[WHAT THIS TASK INVOLVES]
Reproduce all the entries beneath this sentence exactly.

============================================================

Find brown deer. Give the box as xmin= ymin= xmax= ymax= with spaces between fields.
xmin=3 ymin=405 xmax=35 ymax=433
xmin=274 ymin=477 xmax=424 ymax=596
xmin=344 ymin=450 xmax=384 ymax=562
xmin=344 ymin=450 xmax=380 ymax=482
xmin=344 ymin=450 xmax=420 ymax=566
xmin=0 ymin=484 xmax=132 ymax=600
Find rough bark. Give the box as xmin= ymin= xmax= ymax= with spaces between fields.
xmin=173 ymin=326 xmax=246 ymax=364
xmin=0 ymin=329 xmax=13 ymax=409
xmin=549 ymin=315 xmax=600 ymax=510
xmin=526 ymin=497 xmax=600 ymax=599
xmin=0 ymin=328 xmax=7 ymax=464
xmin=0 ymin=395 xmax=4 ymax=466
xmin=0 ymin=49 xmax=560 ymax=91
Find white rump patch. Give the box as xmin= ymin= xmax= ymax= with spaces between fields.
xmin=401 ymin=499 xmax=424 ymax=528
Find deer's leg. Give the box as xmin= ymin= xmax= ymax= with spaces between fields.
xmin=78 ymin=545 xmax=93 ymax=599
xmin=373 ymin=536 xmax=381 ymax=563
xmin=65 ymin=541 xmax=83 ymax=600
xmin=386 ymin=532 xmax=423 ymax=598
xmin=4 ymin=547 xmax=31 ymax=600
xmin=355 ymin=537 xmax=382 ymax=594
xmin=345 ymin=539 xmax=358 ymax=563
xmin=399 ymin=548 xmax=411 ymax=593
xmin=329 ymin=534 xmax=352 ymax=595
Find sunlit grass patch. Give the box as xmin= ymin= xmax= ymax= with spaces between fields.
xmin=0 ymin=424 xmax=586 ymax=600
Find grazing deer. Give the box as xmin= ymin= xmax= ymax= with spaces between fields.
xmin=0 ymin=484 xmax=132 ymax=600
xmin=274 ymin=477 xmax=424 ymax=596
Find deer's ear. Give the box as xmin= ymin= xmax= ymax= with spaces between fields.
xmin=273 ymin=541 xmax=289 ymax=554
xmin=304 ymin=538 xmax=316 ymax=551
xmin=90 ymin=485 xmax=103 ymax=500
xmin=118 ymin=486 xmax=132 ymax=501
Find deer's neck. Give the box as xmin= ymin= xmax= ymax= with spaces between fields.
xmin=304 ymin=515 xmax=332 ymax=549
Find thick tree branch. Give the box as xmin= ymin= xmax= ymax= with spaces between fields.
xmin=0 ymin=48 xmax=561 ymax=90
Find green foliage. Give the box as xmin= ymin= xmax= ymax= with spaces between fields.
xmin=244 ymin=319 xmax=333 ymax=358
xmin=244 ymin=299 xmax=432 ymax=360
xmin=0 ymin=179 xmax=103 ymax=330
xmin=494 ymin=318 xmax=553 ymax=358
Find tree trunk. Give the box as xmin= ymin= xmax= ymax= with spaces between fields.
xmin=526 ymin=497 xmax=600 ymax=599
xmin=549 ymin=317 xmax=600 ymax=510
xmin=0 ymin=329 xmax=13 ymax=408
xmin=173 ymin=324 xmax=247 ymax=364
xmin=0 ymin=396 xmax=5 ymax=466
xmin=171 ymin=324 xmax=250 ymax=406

============================================================

[WRITTEN ANSWER]
Find brown deer. Give the box as xmin= ymin= xmax= ymax= with spaces between fields.
xmin=3 ymin=405 xmax=35 ymax=433
xmin=274 ymin=477 xmax=424 ymax=596
xmin=344 ymin=450 xmax=384 ymax=562
xmin=344 ymin=450 xmax=380 ymax=482
xmin=344 ymin=450 xmax=420 ymax=566
xmin=0 ymin=484 xmax=132 ymax=600
Find rough bark. Give the box as xmin= ymin= xmax= ymax= with spaces between fields.
xmin=173 ymin=326 xmax=246 ymax=364
xmin=0 ymin=329 xmax=13 ymax=409
xmin=549 ymin=315 xmax=600 ymax=510
xmin=526 ymin=497 xmax=600 ymax=599
xmin=0 ymin=328 xmax=7 ymax=464
xmin=0 ymin=395 xmax=4 ymax=466
xmin=0 ymin=49 xmax=560 ymax=91
Find white rump patch. Give the box as xmin= ymin= xmax= ymax= with spaces between fields.
xmin=401 ymin=499 xmax=424 ymax=528
Find deer's leg. Give the box as xmin= ymin= xmax= ymax= with spaces between fields.
xmin=78 ymin=545 xmax=93 ymax=599
xmin=373 ymin=536 xmax=381 ymax=563
xmin=65 ymin=541 xmax=83 ymax=600
xmin=386 ymin=532 xmax=423 ymax=598
xmin=4 ymin=547 xmax=31 ymax=600
xmin=355 ymin=537 xmax=382 ymax=594
xmin=345 ymin=539 xmax=358 ymax=563
xmin=399 ymin=548 xmax=411 ymax=593
xmin=329 ymin=534 xmax=352 ymax=595
Find sunlit grass patch. Give the box as xmin= ymin= xmax= ymax= with spaces between fields.
xmin=0 ymin=424 xmax=586 ymax=600
Find grazing deer. Give the box as xmin= ymin= xmax= ymax= with spaces between fields.
xmin=0 ymin=484 xmax=132 ymax=600
xmin=274 ymin=477 xmax=424 ymax=596
Find deer's ear. Give the box as xmin= ymin= xmax= ymax= with spaces between fields.
xmin=273 ymin=541 xmax=289 ymax=554
xmin=304 ymin=538 xmax=316 ymax=551
xmin=90 ymin=485 xmax=103 ymax=500
xmin=118 ymin=486 xmax=132 ymax=501
Find deer's neck. Give the box as xmin= ymin= xmax= ymax= with spaces between fields.
xmin=304 ymin=515 xmax=332 ymax=549
Find thick tree branch. Give the box as xmin= ymin= xmax= ymax= with spaces between fields.
xmin=0 ymin=48 xmax=561 ymax=90
Find green foliage. Give the box as xmin= ymin= xmax= ymax= with spaces between fields.
xmin=244 ymin=319 xmax=333 ymax=358
xmin=244 ymin=299 xmax=432 ymax=360
xmin=0 ymin=179 xmax=103 ymax=330
xmin=494 ymin=318 xmax=553 ymax=358
Find tree trunk. Give the box as xmin= ymin= xmax= ymax= with spaces between fields.
xmin=526 ymin=497 xmax=600 ymax=599
xmin=549 ymin=317 xmax=600 ymax=510
xmin=0 ymin=329 xmax=13 ymax=408
xmin=173 ymin=324 xmax=247 ymax=364
xmin=0 ymin=396 xmax=5 ymax=466
xmin=171 ymin=324 xmax=250 ymax=406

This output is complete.